(SOURCE EXTRACT)
Skip to main content

The Udupis of Matunga

An udupi can mean different things to different people. A town in Karnataka, a vegetarian cuisine that first started there or a barebones no-frills cafe serving South Indian food. In Bombay though, an udupi restaurant can also be any neighborhood cafe you can eat familiar, homely food at no great expense.

But if you really want to see an udupi (the cafe, not the town), the only place to head to is Matunga in Central Mumbai. They are all the same, these cafes with metal chairs and tables, quick and efficient service and the best South Indian food on earth.

The first time I went to Matunga's King Circle, which probably has ten udupis next to each other, I settled on Cafe Mysore. It was not a choice really, for I went early in the morning and they were the only one that seemed open and in business. I've since been to Cafe Madras and Idli House and A. Ramanayak and countless others. All of these offer the snacking choices of idlis, dosas and uttapams. Some also offer the thali, depending on what time you get there.

Still I suggest you stick to Cafe Mysore, as I have done once I was finished sampling all the rest. For starters, it's bigger so you stand the best chance of getting a table (in Cafe Madras, the most popular of the lot, you will always end up sharing one). This also means that they will rush you less. Udupis in general are not places to linger - you order, you eat, you leave - but at least in Cafe Mysore they won't mind your staying an extra few mintues.

(DATASET RECORDS)
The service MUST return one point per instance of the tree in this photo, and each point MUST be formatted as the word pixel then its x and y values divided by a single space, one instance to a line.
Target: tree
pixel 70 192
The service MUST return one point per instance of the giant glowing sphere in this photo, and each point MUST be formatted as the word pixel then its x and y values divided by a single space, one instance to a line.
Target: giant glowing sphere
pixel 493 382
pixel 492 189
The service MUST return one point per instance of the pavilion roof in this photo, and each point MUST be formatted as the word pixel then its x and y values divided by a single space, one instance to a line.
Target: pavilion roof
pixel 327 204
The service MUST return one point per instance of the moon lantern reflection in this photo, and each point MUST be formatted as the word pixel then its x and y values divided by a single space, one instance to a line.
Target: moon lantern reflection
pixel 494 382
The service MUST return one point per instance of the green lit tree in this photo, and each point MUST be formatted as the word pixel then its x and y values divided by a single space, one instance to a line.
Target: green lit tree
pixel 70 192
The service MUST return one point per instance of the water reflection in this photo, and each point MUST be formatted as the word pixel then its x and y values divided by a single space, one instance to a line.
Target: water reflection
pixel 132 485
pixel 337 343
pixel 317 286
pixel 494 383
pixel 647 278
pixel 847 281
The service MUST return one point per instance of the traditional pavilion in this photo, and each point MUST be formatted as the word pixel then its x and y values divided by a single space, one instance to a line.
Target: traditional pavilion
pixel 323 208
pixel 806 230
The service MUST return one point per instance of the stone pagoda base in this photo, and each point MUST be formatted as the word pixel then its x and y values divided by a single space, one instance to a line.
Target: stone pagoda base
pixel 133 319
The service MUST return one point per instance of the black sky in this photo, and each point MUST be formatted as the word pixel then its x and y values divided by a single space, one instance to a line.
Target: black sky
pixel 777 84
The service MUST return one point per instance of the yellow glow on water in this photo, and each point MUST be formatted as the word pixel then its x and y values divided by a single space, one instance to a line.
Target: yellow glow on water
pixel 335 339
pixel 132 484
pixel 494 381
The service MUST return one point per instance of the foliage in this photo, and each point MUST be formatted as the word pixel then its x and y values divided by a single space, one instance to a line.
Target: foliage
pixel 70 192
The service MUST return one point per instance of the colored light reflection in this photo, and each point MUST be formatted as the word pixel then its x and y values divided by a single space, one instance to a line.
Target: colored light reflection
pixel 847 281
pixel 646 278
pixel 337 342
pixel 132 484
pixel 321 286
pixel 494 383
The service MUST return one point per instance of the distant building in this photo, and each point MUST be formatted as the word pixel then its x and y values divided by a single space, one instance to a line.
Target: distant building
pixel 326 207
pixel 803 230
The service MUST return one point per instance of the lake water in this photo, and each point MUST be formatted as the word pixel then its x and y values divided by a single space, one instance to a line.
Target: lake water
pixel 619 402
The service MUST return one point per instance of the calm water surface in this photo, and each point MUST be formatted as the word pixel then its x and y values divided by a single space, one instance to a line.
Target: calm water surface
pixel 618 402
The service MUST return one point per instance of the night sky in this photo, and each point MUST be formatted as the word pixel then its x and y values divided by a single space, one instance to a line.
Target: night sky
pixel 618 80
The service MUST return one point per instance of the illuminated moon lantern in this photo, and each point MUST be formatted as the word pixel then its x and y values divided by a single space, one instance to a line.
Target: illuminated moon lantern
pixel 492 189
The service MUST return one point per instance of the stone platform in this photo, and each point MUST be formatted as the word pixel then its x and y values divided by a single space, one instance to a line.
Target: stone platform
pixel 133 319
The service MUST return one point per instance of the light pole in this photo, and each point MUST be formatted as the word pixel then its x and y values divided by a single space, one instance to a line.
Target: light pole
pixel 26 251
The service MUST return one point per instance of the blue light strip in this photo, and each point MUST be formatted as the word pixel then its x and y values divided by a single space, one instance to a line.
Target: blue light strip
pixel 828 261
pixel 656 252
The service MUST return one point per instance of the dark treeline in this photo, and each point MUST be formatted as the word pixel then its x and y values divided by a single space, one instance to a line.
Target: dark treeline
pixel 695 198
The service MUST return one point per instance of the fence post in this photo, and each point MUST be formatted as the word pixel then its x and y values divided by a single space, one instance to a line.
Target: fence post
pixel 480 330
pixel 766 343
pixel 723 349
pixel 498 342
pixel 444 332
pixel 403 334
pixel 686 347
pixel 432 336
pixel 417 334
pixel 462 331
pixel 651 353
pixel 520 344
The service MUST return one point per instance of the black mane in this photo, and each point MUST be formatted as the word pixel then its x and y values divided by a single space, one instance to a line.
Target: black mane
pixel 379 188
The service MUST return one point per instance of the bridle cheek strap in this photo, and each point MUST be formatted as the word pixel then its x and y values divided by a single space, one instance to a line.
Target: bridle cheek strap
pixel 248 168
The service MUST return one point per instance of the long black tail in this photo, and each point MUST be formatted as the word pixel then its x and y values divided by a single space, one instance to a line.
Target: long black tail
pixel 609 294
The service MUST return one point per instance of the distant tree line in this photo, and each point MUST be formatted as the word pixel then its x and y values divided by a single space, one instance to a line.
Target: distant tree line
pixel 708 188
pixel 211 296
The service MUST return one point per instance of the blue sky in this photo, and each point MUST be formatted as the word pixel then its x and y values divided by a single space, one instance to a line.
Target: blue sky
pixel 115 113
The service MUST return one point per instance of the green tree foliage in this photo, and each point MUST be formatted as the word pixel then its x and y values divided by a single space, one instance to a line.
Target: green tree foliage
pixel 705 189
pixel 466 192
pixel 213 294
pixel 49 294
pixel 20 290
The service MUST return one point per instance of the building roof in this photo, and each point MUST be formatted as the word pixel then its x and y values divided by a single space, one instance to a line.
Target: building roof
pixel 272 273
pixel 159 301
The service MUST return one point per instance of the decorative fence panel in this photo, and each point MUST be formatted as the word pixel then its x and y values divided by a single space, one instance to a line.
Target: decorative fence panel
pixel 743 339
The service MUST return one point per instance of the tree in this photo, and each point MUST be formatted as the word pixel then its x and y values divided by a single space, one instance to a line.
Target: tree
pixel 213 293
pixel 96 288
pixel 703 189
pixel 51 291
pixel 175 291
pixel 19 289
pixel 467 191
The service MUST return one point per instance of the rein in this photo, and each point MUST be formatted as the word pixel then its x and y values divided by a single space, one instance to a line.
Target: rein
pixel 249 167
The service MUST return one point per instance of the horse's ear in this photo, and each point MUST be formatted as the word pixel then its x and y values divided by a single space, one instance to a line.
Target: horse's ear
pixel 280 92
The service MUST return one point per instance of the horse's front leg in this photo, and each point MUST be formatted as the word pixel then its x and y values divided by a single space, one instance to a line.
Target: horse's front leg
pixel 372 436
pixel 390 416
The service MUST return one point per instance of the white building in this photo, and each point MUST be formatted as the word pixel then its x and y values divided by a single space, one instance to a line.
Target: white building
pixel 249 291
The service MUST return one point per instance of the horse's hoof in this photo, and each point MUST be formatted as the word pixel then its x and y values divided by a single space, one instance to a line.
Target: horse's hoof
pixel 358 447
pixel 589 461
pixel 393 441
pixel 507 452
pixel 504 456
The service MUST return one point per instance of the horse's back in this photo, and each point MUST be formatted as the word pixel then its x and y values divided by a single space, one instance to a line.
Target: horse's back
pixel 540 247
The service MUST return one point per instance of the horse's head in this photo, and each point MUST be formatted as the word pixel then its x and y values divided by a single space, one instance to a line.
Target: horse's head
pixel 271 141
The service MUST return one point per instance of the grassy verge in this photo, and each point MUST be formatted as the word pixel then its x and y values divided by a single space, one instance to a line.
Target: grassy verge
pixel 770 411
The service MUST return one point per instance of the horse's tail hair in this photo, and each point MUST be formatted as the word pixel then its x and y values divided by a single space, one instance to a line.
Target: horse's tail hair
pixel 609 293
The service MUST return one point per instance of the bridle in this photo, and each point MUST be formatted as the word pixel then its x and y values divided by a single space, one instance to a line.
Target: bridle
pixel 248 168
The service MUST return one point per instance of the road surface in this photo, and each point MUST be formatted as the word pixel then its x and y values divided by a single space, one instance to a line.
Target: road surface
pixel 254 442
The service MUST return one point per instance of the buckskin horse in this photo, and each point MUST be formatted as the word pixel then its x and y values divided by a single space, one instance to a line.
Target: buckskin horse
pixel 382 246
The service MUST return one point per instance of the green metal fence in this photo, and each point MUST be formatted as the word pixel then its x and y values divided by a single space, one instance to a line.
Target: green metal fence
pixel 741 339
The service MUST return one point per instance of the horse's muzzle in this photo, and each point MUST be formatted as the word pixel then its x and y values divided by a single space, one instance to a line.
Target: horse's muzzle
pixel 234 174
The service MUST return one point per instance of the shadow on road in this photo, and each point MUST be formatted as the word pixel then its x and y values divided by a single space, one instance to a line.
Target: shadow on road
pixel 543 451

(OBJECTIVE A) In the piece on Matunga's udupis, which cafe is described as the most popular of the lot?
(OBJECTIVE B) Pick up the piece on Matunga's udupis after its final sentence and keep writing it.
The rows have no connection to the piece on Matunga's udupis.

(RESPONSE A) Cafe Madras.

(RESPONSE B)
And finally the food. It's uniformly good, no matter which udupi you land at but you will notice a subtle difference in flavors everywhere. And Cafe Mysore seems to agree the most with my palate with its not-too-spicy sambar and even more amazing rasam vada. I love their idlis, but I love their masala dosa more. And I can never leave without eating the funnily named ulundu dosa, made with just the lentils and no rice. And dare you leave without sampling their filter coffee - there is no better place to go and overeat in all of Bombay.


Thank you simran for letting me know abt this!!
Being a south indian i would love to know the best south indian restaurants in mumbai..
I think i have seen abt this cafe even in a tv show..Will definitely try and let u knw dear!1
Suparna said…
Hi Simran,
Though I dont stay in Mumbai, I can vouch for the quality of food they serve at Udupi restaurants :) They have small and big outlets almost in every place.
The idli sambar and the manglore bajji is damn good and ya like u mentioned rasam vada is not to be forgotten,awsome aromatic coffee too... :) nice write, would be def. useful many foodie friends.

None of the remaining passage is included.